O que se pede
Reproduza tudo o que vai do início dos dados até a linha que contém "x=258, y=307", inclusive, substituindo "woman" por "girl" e mantendo todo o resto inalterado. Deixe as imagens fora da resposta.

Registros de anotação de pontos
============

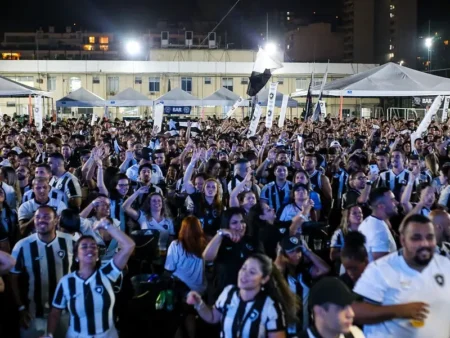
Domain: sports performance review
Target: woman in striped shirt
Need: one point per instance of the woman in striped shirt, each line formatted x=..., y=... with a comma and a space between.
x=88, y=292
x=258, y=307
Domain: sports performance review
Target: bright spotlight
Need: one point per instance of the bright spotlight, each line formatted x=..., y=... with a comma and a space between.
x=270, y=48
x=133, y=47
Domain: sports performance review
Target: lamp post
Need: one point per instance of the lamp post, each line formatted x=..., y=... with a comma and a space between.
x=429, y=44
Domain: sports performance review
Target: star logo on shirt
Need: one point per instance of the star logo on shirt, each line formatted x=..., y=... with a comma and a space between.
x=172, y=125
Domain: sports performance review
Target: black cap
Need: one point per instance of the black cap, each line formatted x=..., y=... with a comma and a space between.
x=331, y=290
x=290, y=243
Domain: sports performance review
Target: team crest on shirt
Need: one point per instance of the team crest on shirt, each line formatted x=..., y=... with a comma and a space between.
x=254, y=315
x=439, y=279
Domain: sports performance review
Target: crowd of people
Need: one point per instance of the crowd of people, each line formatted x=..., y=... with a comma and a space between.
x=330, y=229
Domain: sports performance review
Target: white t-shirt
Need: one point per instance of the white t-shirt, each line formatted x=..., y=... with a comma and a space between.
x=390, y=281
x=188, y=268
x=27, y=209
x=378, y=236
x=165, y=228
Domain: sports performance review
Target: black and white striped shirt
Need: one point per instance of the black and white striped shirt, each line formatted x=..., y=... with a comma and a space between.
x=45, y=264
x=275, y=196
x=53, y=194
x=90, y=302
x=252, y=319
x=68, y=184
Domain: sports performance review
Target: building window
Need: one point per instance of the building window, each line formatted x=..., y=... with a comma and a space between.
x=302, y=83
x=153, y=84
x=51, y=83
x=186, y=84
x=112, y=85
x=227, y=82
x=74, y=84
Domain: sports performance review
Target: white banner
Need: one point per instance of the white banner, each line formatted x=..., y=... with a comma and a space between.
x=38, y=112
x=423, y=126
x=94, y=118
x=283, y=111
x=323, y=109
x=255, y=121
x=445, y=110
x=158, y=112
x=235, y=106
x=271, y=104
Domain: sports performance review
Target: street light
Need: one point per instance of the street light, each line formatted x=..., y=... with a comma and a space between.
x=133, y=47
x=270, y=48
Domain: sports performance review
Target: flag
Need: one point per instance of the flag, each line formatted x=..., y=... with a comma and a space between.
x=262, y=72
x=175, y=124
x=317, y=110
x=308, y=109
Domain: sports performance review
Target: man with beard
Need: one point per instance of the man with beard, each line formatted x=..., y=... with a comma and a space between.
x=409, y=289
x=44, y=257
x=441, y=222
x=23, y=176
x=379, y=239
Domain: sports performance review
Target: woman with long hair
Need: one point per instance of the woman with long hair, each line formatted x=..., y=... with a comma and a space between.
x=262, y=290
x=87, y=293
x=351, y=219
x=152, y=216
x=184, y=261
x=8, y=223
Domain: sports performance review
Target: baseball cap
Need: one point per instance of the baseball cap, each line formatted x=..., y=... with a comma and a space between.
x=290, y=243
x=331, y=290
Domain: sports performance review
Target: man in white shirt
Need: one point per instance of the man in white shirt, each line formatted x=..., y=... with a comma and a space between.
x=379, y=239
x=407, y=292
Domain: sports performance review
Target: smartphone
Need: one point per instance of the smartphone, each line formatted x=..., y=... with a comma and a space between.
x=374, y=169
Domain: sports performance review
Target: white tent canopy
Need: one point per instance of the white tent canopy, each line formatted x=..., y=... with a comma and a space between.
x=388, y=80
x=129, y=98
x=178, y=97
x=10, y=88
x=81, y=98
x=263, y=97
x=222, y=97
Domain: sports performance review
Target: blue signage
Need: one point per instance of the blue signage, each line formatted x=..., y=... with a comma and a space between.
x=177, y=110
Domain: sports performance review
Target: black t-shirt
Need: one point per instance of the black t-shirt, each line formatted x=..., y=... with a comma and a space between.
x=208, y=215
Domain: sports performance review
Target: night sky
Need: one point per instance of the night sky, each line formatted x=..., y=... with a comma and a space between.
x=137, y=15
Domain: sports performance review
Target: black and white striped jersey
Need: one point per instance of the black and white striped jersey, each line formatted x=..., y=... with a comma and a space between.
x=90, y=302
x=45, y=264
x=252, y=319
x=68, y=184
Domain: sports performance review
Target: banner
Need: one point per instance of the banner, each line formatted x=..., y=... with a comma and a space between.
x=323, y=109
x=255, y=121
x=234, y=107
x=283, y=111
x=445, y=110
x=177, y=110
x=94, y=118
x=271, y=104
x=157, y=115
x=38, y=112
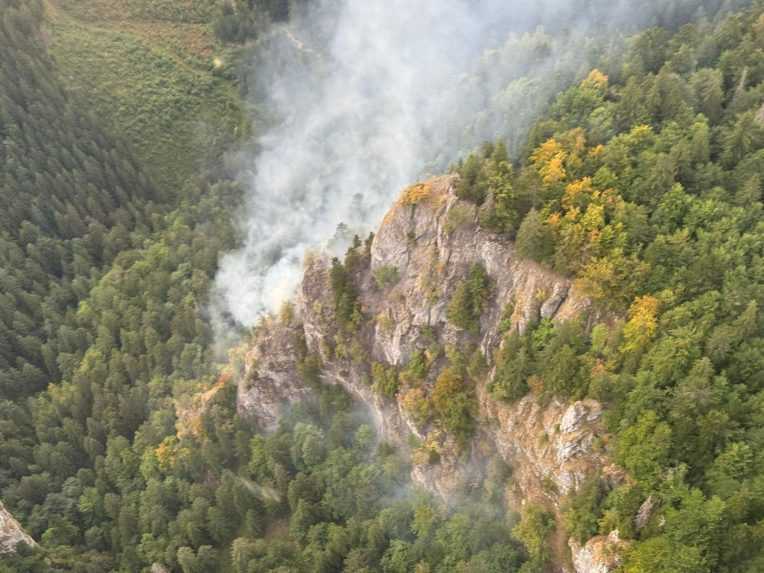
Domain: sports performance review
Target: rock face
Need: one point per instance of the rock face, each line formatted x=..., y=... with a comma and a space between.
x=425, y=246
x=599, y=555
x=11, y=533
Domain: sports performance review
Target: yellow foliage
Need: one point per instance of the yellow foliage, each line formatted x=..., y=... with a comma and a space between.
x=554, y=171
x=642, y=323
x=577, y=193
x=596, y=79
x=415, y=194
x=549, y=159
x=546, y=151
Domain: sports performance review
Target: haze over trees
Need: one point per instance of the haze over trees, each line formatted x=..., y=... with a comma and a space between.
x=642, y=182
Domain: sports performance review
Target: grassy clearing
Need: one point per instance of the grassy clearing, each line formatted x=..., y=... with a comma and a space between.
x=152, y=81
x=188, y=11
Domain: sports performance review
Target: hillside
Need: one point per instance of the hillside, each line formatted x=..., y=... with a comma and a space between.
x=544, y=360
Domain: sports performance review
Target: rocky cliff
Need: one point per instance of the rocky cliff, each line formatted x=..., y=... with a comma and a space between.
x=421, y=253
x=11, y=533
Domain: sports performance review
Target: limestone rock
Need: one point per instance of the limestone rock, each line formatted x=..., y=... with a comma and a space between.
x=600, y=554
x=429, y=240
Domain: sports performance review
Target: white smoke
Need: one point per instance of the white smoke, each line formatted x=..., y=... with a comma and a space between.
x=368, y=95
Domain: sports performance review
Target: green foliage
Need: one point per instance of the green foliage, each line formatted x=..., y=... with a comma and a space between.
x=153, y=82
x=583, y=510
x=386, y=276
x=534, y=238
x=453, y=398
x=514, y=365
x=469, y=299
x=346, y=306
x=533, y=531
x=385, y=379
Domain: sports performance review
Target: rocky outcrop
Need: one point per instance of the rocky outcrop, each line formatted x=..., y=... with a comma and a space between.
x=271, y=381
x=11, y=533
x=424, y=248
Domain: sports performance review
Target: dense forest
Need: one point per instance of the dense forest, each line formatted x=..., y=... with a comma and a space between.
x=120, y=445
x=644, y=183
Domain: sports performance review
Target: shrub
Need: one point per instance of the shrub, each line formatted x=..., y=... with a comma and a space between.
x=384, y=379
x=454, y=402
x=386, y=276
x=534, y=238
x=466, y=306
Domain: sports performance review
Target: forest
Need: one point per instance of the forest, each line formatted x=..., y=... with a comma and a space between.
x=642, y=183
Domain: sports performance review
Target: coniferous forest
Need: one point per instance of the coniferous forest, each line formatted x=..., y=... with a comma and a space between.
x=121, y=447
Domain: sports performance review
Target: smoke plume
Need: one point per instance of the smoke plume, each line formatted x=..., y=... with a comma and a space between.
x=367, y=96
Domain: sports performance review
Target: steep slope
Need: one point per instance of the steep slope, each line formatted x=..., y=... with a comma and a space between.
x=428, y=242
x=11, y=533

============

Solução da tarefa
Domain: sports performance review
Target: girl in striped shirt
Need: one point per instance of the girl in striped shirt, each line formatted x=..., y=... with a comma and a space between.
x=88, y=292
x=258, y=307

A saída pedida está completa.